> **EXERCISE**
Return the full listing below, reproducing each line without any change.
------ RECORDS FOR THIS EXERCISE ------
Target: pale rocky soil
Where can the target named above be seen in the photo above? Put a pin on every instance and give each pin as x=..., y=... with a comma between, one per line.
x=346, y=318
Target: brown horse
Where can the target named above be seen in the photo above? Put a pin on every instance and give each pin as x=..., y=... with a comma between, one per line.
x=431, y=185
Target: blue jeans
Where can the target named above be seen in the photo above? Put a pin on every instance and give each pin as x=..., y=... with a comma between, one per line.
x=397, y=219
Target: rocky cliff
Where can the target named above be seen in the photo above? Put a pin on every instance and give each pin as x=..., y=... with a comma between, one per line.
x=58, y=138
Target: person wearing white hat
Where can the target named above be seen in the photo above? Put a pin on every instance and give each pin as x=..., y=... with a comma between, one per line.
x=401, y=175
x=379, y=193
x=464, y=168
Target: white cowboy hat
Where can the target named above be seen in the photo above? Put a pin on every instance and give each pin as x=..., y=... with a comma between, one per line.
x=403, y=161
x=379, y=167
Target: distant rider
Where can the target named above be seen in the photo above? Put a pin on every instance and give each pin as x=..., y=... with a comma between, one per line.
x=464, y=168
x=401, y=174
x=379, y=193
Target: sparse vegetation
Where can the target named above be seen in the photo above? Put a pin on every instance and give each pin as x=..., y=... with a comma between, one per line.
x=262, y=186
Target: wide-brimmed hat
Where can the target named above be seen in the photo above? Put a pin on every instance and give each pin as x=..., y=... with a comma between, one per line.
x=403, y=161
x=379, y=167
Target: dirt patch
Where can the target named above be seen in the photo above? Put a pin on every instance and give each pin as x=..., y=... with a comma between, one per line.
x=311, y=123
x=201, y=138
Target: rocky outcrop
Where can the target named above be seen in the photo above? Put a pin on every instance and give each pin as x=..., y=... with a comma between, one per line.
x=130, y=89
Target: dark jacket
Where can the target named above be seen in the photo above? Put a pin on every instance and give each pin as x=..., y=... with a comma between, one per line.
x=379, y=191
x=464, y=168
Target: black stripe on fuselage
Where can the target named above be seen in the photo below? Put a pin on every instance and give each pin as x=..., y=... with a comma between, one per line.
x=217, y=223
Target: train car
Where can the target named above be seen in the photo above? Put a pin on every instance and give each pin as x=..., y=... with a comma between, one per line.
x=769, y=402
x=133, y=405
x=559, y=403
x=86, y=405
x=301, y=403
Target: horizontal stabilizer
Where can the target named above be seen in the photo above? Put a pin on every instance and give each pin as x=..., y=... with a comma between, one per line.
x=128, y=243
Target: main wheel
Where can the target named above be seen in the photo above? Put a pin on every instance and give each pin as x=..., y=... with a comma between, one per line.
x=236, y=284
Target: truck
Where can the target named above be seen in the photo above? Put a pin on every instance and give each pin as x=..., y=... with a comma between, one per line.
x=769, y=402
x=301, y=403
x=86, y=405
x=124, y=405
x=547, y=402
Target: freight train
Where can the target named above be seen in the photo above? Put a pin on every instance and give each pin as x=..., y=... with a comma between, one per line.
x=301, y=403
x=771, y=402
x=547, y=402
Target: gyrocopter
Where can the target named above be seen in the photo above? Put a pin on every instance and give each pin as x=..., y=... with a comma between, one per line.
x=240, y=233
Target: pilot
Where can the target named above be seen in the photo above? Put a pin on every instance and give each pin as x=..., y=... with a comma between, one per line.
------
> **FINISHED EXERCISE**
Target: pale rocky soil
Where can the target named above be seen in the photo above? Put a pin on every instance and give each pin as x=..., y=... with a comma between, one per line.
x=346, y=318
Target: brown horse
Where can the target named above be seen in the photo above? Put a pin on every instance and give each pin as x=..., y=... with a comma between, one per line.
x=431, y=185
Target: blue jeans
Where can the target named above be seen in the photo above? Put a pin on every instance and give each pin as x=..., y=... with a comma between, one per line.
x=397, y=219
Target: rocky cliff
Where can the target named above be seen in the photo above? Put a pin on every instance and give each pin as x=..., y=... with a comma between, one per line.
x=58, y=138
Target: person wearing white hat
Where can the target named above be seen in the photo above? Put a pin on every instance and give each pin as x=..., y=... with a comma between, one per line.
x=401, y=175
x=379, y=193
x=464, y=168
Target: white cowboy hat
Where can the target named above be seen in the photo above? Put a pin on every instance and give each pin as x=..., y=... with a comma between, one per line.
x=403, y=161
x=379, y=167
Target: distant rider
Where can the target named above be seen in the photo above? Put a pin on every instance and give each pin as x=..., y=... with a comma between, one per line.
x=464, y=168
x=401, y=174
x=379, y=193
Target: sparse vegetation
Where can the target named above be seen in the photo above? Put a pin on every instance and give each pin as x=..., y=... with a comma between, one per line.
x=262, y=186
Target: wide-brimmed hat
Where can the target named above be seen in the photo above? Put a pin on every instance and give each pin as x=..., y=... with a comma between, one per line.
x=403, y=161
x=379, y=167
Target: dirt patch
Where can the target named above be seen in the photo above? Put a pin on every instance and give each pin as x=..., y=... with a comma between, one per line.
x=311, y=123
x=201, y=138
Target: rocky outcrop
Where can the target named above be seen in the photo above? Put a pin on every instance and give each pin as x=..., y=... with a comma between, one per line.
x=130, y=89
Target: dark jacket
Where can the target named above be seen in the photo above? Put a pin on every instance and give each pin as x=..., y=... with a comma between, one per line.
x=379, y=191
x=464, y=168
Target: black stripe on fuselage
Where can the target named above be seen in the photo below? Put a pin on every instance and give each pin as x=..., y=... with a comma between, one per line.
x=217, y=223
Target: train car
Where can the target named above be seen in the photo above? Put a pin on every instance and give each pin as x=..., y=... with a comma between, one per line.
x=769, y=402
x=133, y=405
x=559, y=403
x=86, y=405
x=301, y=403
Target: horizontal stabilizer
Where can the target named above be seen in the photo above? Put a pin on every instance and give each pin as x=..., y=... with a comma between, one per line.
x=128, y=243
Target: main wheel
Where can the target named above be seen in the photo above? Put a pin on every instance and give each pin as x=..., y=... with a comma between, one per line.
x=236, y=284
Target: truck
Where can the target named above be seen in the photo above? Put a pin on every instance and give each pin as x=..., y=... with a comma between, one per line.
x=769, y=402
x=301, y=403
x=86, y=405
x=124, y=405
x=547, y=402
Target: freight train
Where can the target named above be seen in the photo above? Put a pin on every instance and give each pin as x=..., y=... with a comma between, one per line.
x=301, y=403
x=771, y=402
x=547, y=402
Target: gyrocopter
Where can the target named above be seen in the photo above? Put a pin on every instance and give each pin as x=..., y=... with a comma between, one per line.
x=240, y=233
Target: pilot
Where can the target named above be seen in the photo above? Put a pin on every instance and give each pin as x=..., y=... with a comma between, one per line.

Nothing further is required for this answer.